• Pertanyaan Latihan: Salinlah bagian teks bacaan di bawah ini, mulai dari "Virus terus berevolusi" dan berakhir pada "yang sakit parah.".

• Teks Bacaan:
* * *

Virus terus berevolusi melalui mutasi, dengan munculnya varian baru. Terkadang ini lebih berbahaya daripada yang asli.
Kekhawatiran utama tentang varian Delta bukanlah bahwa itu membuat orang lebih sakit, tetapi menyebar jauh lebih mudah dari orang ke orang, meningkatkan infeksi dan rawat inap di antara yang tidak divaksinasi.
Kesehatan Masyarakat Inggris mengatakan pada hari Jumat bahwa dari total 3.692 orang yang dirawat di rumah sakit di Inggris dengan varian Delta, 58,3% tidak divaksinasi dan 22,8% divaksinasi penuh.
Di Singapura, di mana Delta adalah varian yang paling umum, pejabat pemerintah melaporkan pada hari Jumat bahwa tiga perempat dari kasus virus corona terjadi di antara individu yang divaksinasi, meskipun tidak ada yang sakit parah.

* * *

(Data yang diambil dari sebuah kumpulan)
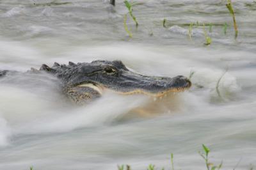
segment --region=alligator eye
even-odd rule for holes
[[[116,72],[116,70],[115,70],[115,68],[111,67],[111,66],[107,66],[104,68],[105,72],[107,73],[113,73]]]

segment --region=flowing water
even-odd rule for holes
[[[256,3],[233,1],[236,40],[225,1],[138,0],[129,38],[123,1],[1,0],[1,70],[120,59],[146,75],[194,74],[189,91],[162,100],[106,93],[84,106],[46,74],[1,79],[0,169],[170,169],[171,153],[177,169],[205,169],[203,143],[223,169],[256,166]],[[202,23],[212,25],[208,46]],[[144,114],[134,109],[142,105]]]

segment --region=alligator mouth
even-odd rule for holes
[[[159,93],[152,93],[147,91],[144,91],[143,89],[138,89],[131,91],[127,92],[120,92],[118,91],[117,93],[120,95],[136,95],[136,94],[142,94],[146,95],[147,96],[153,97],[161,97],[169,93],[176,93],[176,92],[182,92],[185,90],[189,89],[189,87],[184,87],[184,88],[172,88],[169,90],[161,91]]]
[[[118,86],[107,86],[97,82],[83,82],[76,86],[84,88],[89,88],[97,91],[100,95],[103,94],[105,90],[108,89],[123,95],[142,94],[152,97],[162,97],[170,93],[182,92],[191,86],[190,81],[183,76],[168,79],[168,81],[165,80],[166,82],[161,82],[161,83],[154,81],[147,82],[147,84],[142,86],[138,83],[134,83],[134,85],[129,86],[123,86],[124,84],[119,84]],[[159,78],[157,78],[157,81],[159,81]],[[161,84],[159,85],[159,84]]]

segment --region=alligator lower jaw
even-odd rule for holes
[[[84,83],[84,84],[81,84],[80,85],[77,86],[77,87],[80,88],[90,88],[91,89],[93,89],[93,90],[97,91],[100,95],[102,95],[103,92],[106,89],[109,89],[111,91],[113,91],[115,93],[118,93],[120,95],[136,95],[136,94],[142,94],[142,95],[145,95],[148,97],[163,97],[166,96],[167,94],[169,94],[170,93],[176,93],[176,92],[182,92],[184,91],[186,89],[188,89],[189,87],[185,87],[185,88],[171,88],[168,90],[165,90],[165,91],[162,91],[158,93],[154,93],[154,92],[150,92],[147,91],[143,89],[135,89],[132,91],[115,91],[113,89],[109,89],[108,88],[104,88],[104,86],[99,85],[99,84],[95,84],[93,83]]]
[[[90,88],[97,91],[100,95],[102,95],[104,88],[102,86],[97,86],[92,83],[84,83],[78,85],[77,87],[80,88]]]
[[[182,92],[185,90],[189,89],[189,88],[172,88],[166,91],[161,91],[159,93],[151,93],[147,91],[143,91],[142,89],[134,89],[133,91],[127,91],[127,92],[122,92],[118,91],[117,93],[120,95],[135,95],[135,94],[143,94],[146,95],[149,97],[162,97],[170,93],[176,93],[176,92]]]

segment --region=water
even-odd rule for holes
[[[107,93],[83,107],[69,103],[48,75],[2,79],[0,169],[117,169],[123,164],[168,169],[171,153],[175,169],[205,169],[198,153],[202,143],[212,162],[223,160],[223,169],[239,162],[236,169],[256,166],[256,4],[233,1],[236,40],[225,1],[136,1],[140,26],[129,19],[132,39],[123,27],[122,1],[115,9],[102,1],[1,1],[1,70],[100,59],[120,59],[147,75],[195,73],[189,91],[160,101]],[[202,27],[188,37],[196,21],[212,23],[211,45],[204,45]],[[227,70],[220,99],[216,86]],[[134,110],[142,106],[146,113]]]

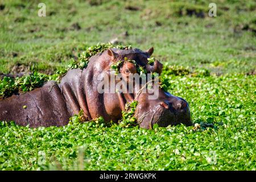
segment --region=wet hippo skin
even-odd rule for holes
[[[98,93],[97,88],[101,80],[98,78],[103,74],[109,75],[111,65],[125,57],[135,60],[147,72],[160,74],[162,64],[159,61],[148,64],[147,58],[153,51],[152,48],[146,51],[113,48],[93,56],[86,68],[70,69],[59,84],[48,81],[42,88],[0,101],[0,121],[14,121],[17,125],[31,127],[60,126],[67,125],[69,118],[82,109],[86,121],[102,116],[106,122],[117,122],[125,104],[135,98],[138,105],[135,116],[141,127],[150,129],[155,123],[163,127],[180,123],[191,125],[187,101],[160,89],[159,98],[154,100],[149,100],[147,93],[136,91]],[[129,62],[124,63],[119,70],[125,76],[136,71],[134,64]]]

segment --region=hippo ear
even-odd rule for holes
[[[147,52],[150,56],[152,55],[152,54],[154,52],[154,47],[152,47],[148,49],[146,51],[146,52]]]
[[[114,60],[117,57],[117,54],[110,49],[108,49],[108,54],[112,60]]]

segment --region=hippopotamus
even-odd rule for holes
[[[163,65],[158,60],[148,64],[148,58],[153,52],[152,47],[146,51],[109,48],[90,57],[86,68],[69,69],[59,82],[49,81],[42,87],[1,100],[0,121],[14,121],[17,125],[31,127],[61,126],[82,110],[86,121],[101,116],[105,122],[117,122],[122,118],[126,104],[135,99],[138,104],[134,116],[141,127],[151,129],[155,123],[160,127],[191,125],[188,102],[160,88],[155,100],[149,100],[148,93],[138,90],[132,93],[97,91],[100,81],[97,77],[102,73],[109,75],[111,65],[124,59],[134,60],[147,72],[160,74]],[[137,71],[135,64],[130,62],[119,68],[120,73],[125,75]]]

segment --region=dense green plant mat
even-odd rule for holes
[[[171,92],[188,101],[199,125],[147,130],[105,127],[101,119],[38,129],[2,123],[0,168],[255,170],[255,77],[170,77]]]
[[[188,101],[199,125],[145,130],[106,127],[101,118],[78,124],[79,116],[64,127],[3,124],[0,169],[255,170],[255,1],[214,1],[215,18],[208,16],[211,1],[44,2],[42,18],[38,2],[0,1],[0,74],[59,80],[89,45],[117,38],[154,46],[152,56],[169,65],[163,76],[171,85],[163,86]],[[86,65],[81,55],[84,65],[69,66]]]

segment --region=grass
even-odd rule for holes
[[[52,74],[86,46],[115,38],[142,49],[154,46],[154,57],[192,73],[164,74],[201,126],[2,123],[0,169],[255,170],[255,3],[216,1],[217,16],[210,18],[211,2],[195,2],[45,1],[42,18],[39,1],[0,1],[0,72]],[[193,74],[204,69],[210,75]]]

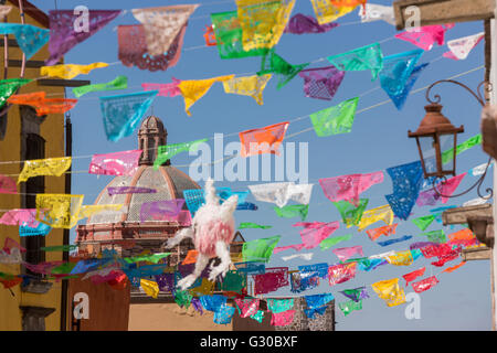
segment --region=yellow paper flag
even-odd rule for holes
[[[140,287],[144,289],[145,293],[154,299],[159,296],[159,285],[152,280],[140,279]]]
[[[245,52],[272,49],[279,42],[295,0],[236,0]]]
[[[395,253],[395,255],[387,257],[390,265],[409,266],[414,261],[411,250]]]
[[[38,194],[36,221],[52,228],[72,228],[77,223],[84,195]]]
[[[372,284],[371,287],[388,307],[395,307],[405,302],[405,293],[399,286],[399,278],[381,280]]]
[[[260,106],[262,106],[264,104],[262,94],[267,82],[271,79],[271,74],[267,74],[262,76],[233,77],[223,82],[224,92],[251,96]]]
[[[358,225],[358,231],[362,232],[369,225],[383,221],[388,225],[393,223],[393,211],[390,205],[379,206],[372,210],[368,210],[362,214],[361,222]]]
[[[40,74],[42,76],[71,79],[81,74],[88,74],[94,68],[107,66],[108,66],[107,63],[93,63],[88,65],[63,64],[53,66],[42,66],[40,69]]]
[[[233,78],[234,75],[219,76],[208,79],[181,81],[178,85],[181,95],[184,98],[184,111],[191,116],[190,107],[205,95],[211,86],[216,82],[223,82]]]
[[[18,184],[30,178],[39,175],[61,176],[71,167],[72,158],[47,158],[24,161],[21,174],[18,178]]]

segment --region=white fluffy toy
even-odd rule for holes
[[[233,212],[236,210],[239,196],[233,195],[223,204],[215,194],[214,182],[208,179],[205,182],[205,204],[197,211],[192,224],[168,239],[166,247],[171,248],[184,238],[192,238],[195,249],[199,252],[193,272],[178,282],[181,290],[189,288],[202,274],[211,257],[218,256],[221,263],[211,265],[210,280],[215,280],[219,275],[224,276],[231,265],[229,246],[235,234]]]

* * *

• Hasil Latihan:
Virus terus berevolusi melalui mutasi, dengan munculnya varian baru. Terkadang ini lebih berbahaya daripada yang asli.
Kekhawatiran utama tentang varian Delta bukanlah bahwa itu membuat orang lebih sakit, tetapi menyebar jauh lebih mudah dari orang ke orang, meningkatkan infeksi dan rawat inap di antara yang tidak divaksinasi.
Kesehatan Masyarakat Inggris mengatakan pada hari Jumat bahwa dari total 3.692 orang yang dirawat di rumah sakit di Inggris dengan varian Delta, 58,3% tidak divaksinasi dan 22,8% divaksinasi penuh.
Di Singapura, di mana Delta adalah varian yang paling umum, pejabat pemerintah melaporkan pada hari Jumat bahwa tiga perempat dari kasus virus corona terjadi di antara individu yang divaksinasi, meskipun tidak ada yang sakit parah.